Task to carry out -> Please copy the records below word for word, leaving out the pictures.

Records for this task ->
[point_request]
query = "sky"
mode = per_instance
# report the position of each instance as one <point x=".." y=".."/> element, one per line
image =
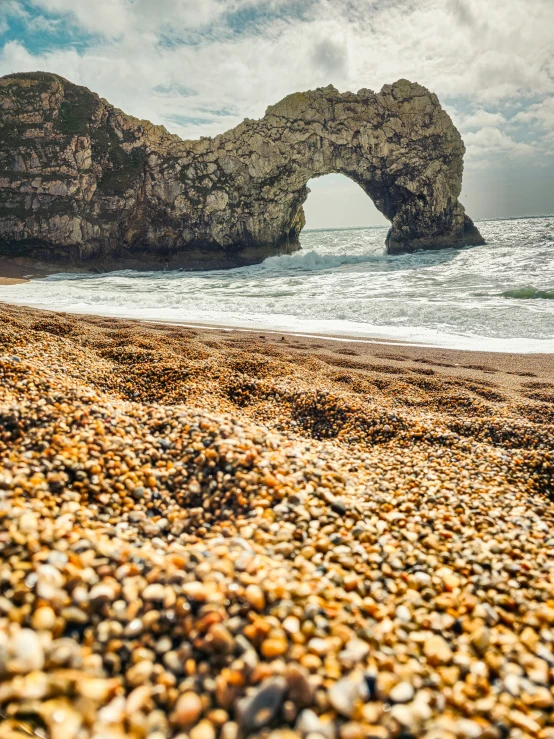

Output for this exercise ->
[point_request]
query = "sky"
mode = per_instance
# report the position of each instance as one <point x=".." y=".."/> element, one per line
image =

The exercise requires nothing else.